:: DATA FOR THE TASK ::

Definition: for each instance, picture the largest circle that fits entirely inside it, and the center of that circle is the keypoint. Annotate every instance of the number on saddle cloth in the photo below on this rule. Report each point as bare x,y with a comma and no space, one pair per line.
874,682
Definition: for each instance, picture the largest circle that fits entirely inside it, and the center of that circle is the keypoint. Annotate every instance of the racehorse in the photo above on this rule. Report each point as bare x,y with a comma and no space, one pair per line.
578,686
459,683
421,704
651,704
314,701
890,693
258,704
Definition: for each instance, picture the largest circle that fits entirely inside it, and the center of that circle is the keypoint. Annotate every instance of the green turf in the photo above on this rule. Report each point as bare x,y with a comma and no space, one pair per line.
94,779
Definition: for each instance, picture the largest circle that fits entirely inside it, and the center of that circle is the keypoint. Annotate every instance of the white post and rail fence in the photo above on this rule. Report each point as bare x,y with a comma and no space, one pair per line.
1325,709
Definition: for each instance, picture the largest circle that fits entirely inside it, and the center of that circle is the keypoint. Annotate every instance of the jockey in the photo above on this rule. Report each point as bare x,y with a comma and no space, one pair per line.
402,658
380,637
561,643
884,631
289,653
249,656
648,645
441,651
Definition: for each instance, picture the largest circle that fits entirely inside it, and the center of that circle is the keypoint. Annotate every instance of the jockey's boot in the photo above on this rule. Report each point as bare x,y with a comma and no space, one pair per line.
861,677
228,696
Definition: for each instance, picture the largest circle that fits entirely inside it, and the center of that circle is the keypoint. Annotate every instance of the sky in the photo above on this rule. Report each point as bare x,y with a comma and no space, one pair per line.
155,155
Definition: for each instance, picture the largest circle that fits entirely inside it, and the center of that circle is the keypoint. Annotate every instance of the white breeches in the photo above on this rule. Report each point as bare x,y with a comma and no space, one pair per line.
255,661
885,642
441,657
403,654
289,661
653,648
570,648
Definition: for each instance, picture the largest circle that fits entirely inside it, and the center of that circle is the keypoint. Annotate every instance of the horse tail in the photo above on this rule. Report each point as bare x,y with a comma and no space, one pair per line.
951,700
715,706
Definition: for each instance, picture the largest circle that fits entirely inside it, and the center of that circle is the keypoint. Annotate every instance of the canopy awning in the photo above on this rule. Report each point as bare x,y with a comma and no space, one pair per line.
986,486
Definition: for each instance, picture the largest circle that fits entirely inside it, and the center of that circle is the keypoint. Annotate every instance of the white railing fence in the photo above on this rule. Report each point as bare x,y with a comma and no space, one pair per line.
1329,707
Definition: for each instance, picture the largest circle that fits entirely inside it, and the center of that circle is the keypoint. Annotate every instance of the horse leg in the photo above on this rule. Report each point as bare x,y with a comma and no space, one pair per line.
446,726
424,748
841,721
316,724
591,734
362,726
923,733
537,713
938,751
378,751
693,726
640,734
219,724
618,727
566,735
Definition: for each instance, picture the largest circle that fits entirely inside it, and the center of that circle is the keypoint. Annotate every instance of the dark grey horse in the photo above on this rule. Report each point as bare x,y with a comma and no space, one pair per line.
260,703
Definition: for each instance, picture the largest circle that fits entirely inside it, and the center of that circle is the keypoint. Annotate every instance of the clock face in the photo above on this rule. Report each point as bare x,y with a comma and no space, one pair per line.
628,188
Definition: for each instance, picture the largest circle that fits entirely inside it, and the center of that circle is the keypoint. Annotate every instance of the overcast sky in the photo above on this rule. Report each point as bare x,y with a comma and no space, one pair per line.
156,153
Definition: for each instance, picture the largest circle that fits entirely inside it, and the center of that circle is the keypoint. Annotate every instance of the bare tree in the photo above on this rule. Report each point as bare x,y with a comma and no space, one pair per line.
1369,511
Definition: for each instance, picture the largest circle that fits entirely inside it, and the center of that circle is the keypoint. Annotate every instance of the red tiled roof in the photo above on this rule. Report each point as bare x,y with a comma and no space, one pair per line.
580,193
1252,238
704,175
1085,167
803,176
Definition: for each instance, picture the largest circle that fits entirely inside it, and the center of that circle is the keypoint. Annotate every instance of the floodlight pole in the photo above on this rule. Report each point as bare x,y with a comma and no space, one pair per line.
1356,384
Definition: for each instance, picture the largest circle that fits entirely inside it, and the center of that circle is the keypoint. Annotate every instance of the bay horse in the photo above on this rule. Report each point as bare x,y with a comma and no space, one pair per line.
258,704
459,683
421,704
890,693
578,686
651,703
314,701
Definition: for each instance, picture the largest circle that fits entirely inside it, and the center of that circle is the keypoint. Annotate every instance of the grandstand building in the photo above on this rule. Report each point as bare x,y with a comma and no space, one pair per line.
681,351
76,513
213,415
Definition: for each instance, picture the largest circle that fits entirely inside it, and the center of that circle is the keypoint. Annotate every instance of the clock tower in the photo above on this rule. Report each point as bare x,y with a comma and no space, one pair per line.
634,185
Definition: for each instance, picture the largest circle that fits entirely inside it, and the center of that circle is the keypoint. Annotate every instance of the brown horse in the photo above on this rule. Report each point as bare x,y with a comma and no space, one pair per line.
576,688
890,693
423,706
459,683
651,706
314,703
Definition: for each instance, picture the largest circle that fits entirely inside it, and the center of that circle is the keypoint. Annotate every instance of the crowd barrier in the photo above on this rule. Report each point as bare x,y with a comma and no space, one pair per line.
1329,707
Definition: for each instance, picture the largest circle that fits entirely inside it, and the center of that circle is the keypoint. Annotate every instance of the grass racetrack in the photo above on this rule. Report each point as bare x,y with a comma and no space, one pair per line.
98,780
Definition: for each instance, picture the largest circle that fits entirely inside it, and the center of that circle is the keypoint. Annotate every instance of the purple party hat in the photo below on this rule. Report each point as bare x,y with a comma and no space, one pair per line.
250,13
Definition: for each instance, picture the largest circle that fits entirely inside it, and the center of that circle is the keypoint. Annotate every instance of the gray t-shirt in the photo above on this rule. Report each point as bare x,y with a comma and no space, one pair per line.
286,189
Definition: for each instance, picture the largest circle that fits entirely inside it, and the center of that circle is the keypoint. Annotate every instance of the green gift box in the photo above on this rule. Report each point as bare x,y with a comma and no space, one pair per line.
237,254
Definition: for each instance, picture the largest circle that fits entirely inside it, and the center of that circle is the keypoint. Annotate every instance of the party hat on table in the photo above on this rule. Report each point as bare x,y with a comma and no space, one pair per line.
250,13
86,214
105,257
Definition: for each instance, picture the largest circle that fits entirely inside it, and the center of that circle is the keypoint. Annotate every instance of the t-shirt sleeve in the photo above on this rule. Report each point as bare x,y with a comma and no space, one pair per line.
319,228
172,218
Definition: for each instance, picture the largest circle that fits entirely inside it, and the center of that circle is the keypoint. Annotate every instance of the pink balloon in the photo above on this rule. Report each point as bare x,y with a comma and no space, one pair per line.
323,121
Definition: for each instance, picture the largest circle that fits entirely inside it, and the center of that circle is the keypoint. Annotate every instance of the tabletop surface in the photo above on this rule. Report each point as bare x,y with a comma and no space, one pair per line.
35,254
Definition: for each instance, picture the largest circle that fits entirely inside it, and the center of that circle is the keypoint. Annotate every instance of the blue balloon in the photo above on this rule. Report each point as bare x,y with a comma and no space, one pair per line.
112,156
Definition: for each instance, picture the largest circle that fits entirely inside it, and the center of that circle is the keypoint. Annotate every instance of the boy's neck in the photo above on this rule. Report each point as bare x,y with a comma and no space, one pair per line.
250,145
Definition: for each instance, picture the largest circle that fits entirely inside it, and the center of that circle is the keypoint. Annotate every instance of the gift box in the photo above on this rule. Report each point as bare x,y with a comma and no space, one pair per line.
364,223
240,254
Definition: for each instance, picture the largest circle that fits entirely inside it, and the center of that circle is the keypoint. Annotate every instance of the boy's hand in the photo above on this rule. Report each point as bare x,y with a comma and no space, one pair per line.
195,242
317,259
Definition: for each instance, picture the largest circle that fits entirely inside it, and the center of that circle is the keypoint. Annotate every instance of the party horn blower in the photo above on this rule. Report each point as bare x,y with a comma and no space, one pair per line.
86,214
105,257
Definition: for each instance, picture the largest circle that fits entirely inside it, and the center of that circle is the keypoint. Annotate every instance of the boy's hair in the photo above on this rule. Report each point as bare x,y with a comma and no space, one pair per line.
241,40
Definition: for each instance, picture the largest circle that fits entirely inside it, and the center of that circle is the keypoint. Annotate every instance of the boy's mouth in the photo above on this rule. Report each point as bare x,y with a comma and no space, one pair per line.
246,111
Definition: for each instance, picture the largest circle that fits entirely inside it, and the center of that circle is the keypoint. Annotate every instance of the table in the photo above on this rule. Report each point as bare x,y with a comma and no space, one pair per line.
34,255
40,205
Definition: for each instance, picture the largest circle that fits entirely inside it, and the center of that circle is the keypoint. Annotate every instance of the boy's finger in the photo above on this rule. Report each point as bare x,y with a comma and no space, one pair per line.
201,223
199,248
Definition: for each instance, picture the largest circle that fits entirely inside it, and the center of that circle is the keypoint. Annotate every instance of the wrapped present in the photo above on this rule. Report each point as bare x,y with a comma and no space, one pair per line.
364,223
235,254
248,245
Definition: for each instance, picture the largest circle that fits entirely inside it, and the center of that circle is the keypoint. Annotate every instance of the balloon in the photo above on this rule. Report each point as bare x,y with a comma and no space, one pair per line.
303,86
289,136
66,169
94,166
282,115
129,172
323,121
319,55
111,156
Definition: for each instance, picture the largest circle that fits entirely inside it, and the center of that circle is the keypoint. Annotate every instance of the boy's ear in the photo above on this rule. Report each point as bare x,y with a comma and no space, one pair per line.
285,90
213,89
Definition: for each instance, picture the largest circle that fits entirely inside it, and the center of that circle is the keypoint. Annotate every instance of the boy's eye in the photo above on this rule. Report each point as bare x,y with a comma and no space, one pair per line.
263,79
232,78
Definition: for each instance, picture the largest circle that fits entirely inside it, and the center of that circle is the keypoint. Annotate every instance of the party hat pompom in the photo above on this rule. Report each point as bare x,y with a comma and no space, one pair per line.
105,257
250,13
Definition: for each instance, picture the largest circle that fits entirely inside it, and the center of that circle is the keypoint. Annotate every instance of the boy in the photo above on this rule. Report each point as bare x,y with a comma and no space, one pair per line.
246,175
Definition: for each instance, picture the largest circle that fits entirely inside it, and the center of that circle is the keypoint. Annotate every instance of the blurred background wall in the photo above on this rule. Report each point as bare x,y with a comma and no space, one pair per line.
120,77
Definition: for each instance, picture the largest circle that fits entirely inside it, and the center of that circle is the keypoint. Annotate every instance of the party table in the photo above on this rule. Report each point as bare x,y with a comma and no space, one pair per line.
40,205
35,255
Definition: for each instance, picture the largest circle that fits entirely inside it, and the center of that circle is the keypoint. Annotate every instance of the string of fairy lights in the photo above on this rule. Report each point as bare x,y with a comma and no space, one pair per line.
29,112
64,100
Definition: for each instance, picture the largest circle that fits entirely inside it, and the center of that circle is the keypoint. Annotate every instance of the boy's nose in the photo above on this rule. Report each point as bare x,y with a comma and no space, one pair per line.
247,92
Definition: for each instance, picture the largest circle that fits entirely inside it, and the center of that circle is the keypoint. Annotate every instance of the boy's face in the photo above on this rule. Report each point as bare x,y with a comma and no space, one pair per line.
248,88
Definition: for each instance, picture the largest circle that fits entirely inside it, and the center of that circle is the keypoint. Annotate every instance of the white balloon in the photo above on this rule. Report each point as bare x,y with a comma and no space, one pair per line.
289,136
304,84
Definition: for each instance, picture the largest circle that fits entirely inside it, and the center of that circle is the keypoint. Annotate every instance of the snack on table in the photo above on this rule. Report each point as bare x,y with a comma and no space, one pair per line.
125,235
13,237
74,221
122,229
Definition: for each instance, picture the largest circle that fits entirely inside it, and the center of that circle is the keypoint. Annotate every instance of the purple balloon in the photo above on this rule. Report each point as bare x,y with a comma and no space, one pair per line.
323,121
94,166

:::

#### WHAT YOU SHOULD DO:
Rescale the lines from the one with "the purple balloon" through the last line above, both included, and write them out again with their requests. Multiply every coordinate in the answers by 1.9 and round to whole numbers, with halves going up.

#### FINAL RESULT:
Definition: for each instance, picture the largest circle that fits entirely inside it, and the center of that circle is the keypoint. Annotate every instance of the purple balloon in the photo above on this rule. Report each point as bare x,y with a comma and no space, one pair per line.
614,230
179,315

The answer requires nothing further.